Text passage
= Beginning of Section =
In the 1970s, China constructed oil pipelines and improved ports handling oil tankers. The first oil pipeline was laid from Daqing to the port of Qinhuangdao; 1,150 kilometers long, it became operational in 1974. The following year the pipeline was extended to Beijing; a second line connected Daqing to the port of Luda and branched off to the North Korea. A pipeline from Linyi in Shandong Province to Nanjing was completed in 1978, linking the oil fields of Shengli and Huabei to ports and refineries of the lower Yangtze River region. In 1986 plans had been made to construct a 105-kilometer pipeline linking an offshore well with the Chinese mainland via Hainan Islands.
= End of Section =
Material provided
= Beginning of Section =
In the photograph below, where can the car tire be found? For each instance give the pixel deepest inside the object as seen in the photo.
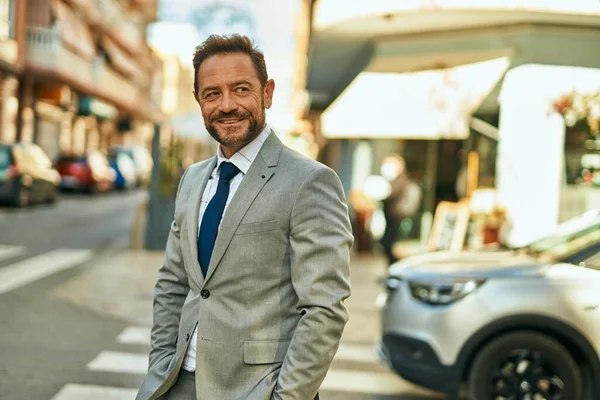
= End of Section =
Work task A
From the passage on China's oil pipelines, return the portion starting at "In the 1970s, China" and ending at "via Hainan Islands.".
Work task B
Answer these questions from the passage on China's oil pipelines:
(i) In what year did the pipeline from Daqing to Qinhuangdao become operational?
(ii) Which two oil fields did the pipeline from Linyi to Nanjing connect to the lower Yangtze River region?
(iii) What length was planned in 1986 for the pipeline linking an offshore well with the mainland?

Task solution A
In the 1970s, China constructed oil pipelines and improved ports handling oil tankers. The first oil pipeline was laid from Daqing to the port of Qinhuangdao; 1,150 kilometers long, it became operational in 1974. The following year the pipeline was extended to Beijing; a second line connected Daqing to the port of Luda and branched off to the North Korea. A pipeline from Linyi in Shandong Province to Nanjing was completed in 1978, linking the oil fields of Shengli and Huabei to ports and refineries of the lower Yangtze River region. In 1986 plans had been made to construct a 105-kilometer pipeline linking an offshore well with the Chinese mainland via Hainan Islands.

Task solution B
(i) 1974
(ii) Shengli and Huabei
(iii) 105 kilometers